Seanad debates

Wednesday, 14 October 2020

10:30 am

Photo of Rebecca MoynihanRebecca Moynihan (Labour) | Oireachtas source

I thank the Minister for coming to the House. I will address some of the issues around the much lauded largest ever investment in housing. The pandemic has exposed the cost of our broken housing system. We see people in low-paid jobs not just sharing rooms but hot bedding, renters being evicted and the crisis in social housing and homelessness continuing. The spin is that this is the largest investment ever in housing but when one drills down into it, the detail shows little progress. Anybody at the coalface of the housing crisis will get little relief from what was announced yesterday.

It is clear that there is nothing in the budget that will address the underlying causes of the housing crisis. Extra funding for homelessness was welcome but without radical State building, it will not address the root of the problem and Housing First should be the strategy when it comes to addressing homelessness. Our two-tier system will continue unless the State finally stops relying on the private market and on developer-led planning. The much lauded increase in capital spending will only add 593 direct build houses to the Rebuilding Ireland housing stock targets for 2021. There is no mention of the 7,000 houses that have not been built this year because of the impact of Covid-19. That is not nearly enough to make a dent in the 50,000 houses over five years that we were promised in the programme for Government and it is a lot less than the 80,000 we need at a minimum.

**Information:**
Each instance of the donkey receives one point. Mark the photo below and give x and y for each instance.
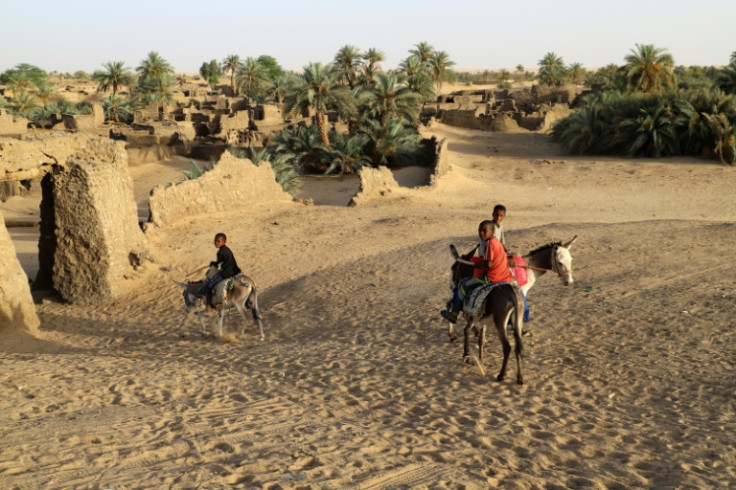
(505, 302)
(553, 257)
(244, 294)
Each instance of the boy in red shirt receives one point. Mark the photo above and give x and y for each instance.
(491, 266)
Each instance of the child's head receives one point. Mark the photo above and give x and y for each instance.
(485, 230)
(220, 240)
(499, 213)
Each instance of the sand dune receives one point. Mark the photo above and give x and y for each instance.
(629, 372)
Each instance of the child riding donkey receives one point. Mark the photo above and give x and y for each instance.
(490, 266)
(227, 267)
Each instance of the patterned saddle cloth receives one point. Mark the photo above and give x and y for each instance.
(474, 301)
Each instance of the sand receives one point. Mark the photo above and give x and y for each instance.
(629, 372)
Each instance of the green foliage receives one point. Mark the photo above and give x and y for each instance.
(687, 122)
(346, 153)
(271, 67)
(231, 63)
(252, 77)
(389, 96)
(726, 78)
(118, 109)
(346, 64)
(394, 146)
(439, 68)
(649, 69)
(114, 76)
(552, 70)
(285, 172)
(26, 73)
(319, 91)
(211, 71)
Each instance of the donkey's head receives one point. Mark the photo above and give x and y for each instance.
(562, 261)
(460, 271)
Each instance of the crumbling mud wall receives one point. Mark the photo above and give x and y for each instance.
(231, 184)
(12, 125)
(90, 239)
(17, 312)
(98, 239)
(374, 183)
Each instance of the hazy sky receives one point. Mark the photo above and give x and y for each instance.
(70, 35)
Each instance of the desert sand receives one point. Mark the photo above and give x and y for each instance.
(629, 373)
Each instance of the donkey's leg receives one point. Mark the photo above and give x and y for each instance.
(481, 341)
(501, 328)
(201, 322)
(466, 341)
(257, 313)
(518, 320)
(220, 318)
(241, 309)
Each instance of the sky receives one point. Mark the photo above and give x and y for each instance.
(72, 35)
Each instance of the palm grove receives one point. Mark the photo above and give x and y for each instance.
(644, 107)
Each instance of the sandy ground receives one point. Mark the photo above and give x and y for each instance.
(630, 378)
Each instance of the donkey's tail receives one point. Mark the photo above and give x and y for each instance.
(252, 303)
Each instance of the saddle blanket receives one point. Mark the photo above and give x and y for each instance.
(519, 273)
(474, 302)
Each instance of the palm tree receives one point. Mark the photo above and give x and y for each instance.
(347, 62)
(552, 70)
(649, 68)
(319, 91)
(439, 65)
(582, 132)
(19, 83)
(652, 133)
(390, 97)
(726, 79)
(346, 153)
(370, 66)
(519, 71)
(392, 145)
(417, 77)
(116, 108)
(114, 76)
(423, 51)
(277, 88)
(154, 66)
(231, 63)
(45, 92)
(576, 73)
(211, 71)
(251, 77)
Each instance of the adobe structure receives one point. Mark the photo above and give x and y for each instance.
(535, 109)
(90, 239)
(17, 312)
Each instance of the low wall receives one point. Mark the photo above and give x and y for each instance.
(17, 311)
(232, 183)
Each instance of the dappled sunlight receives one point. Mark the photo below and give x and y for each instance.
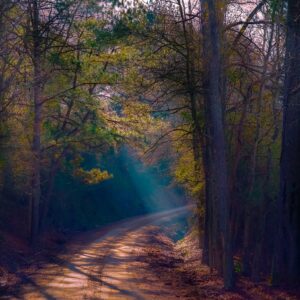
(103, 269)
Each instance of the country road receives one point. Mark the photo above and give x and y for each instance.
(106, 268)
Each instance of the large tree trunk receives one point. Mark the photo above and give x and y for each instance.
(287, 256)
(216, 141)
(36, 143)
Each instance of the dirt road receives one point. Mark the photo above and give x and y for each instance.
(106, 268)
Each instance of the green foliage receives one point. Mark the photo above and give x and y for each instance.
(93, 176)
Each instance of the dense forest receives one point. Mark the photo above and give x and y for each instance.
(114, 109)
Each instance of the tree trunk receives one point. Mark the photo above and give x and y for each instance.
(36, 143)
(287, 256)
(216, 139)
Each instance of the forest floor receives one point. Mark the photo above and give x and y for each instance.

**Brief A:** In the Seanad debate extract, rewrite the paragraph beginning "I thank the Minister for coming to the House" in shorter form while keeping its main facts.
**Brief B:** Give the Seanad debate extract again starting at "It is clear" and ending at "at a minimum.", swapping "developer-led" for "investor-led".
**Brief C:**
Answer these from the Seanad debate extract:
(i) On what date did this debate take place?
(ii) Which party does Rebecca Moynihan belong to?
(iii) How many direct build houses will the increase in capital spending add to the 2021 housing stock targets?

**Exercise solution A:** After thanking the Minister, the speaker takes up the claim of the largest ever investment in housing. The pandemic has exposed the cost of a broken housing system. Low-paid workers are sharing rooms and even hot bedding, renters are being evicted, and the crisis in social housing and homelessness goes on. The investment is billed as the biggest ever, but the detail shows little progress, and people at the coalface of the crisis will get little relief from what was announced yesterday.

**Exercise solution B:**
It is clear that there is nothing in the budget that will address the underlying causes of the housing crisis. Extra funding for homelessness was welcome but without radical State building, it will not address the root of the problem and Housing First should be the strategy when it comes to addressing homelessness. Our two-tier system will continue unless the State finally stops relying on the private market and on investor-led planning. The much lauded increase in capital spending will only add 593 direct build houses to the Rebuilding Ireland housing stock targets for 2021. There is no mention of the 7,000 houses that have not been built this year because of the impact of Covid-19. That is not nearly enough to make a dent in the 50,000 houses over five years that we were promised in the programme for Government and it is a lot less than the 80,000 we need at a minimum.

**Exercise solution C:**
(i) Wednesday, 14 October 2020
(ii) Labour
(iii) 593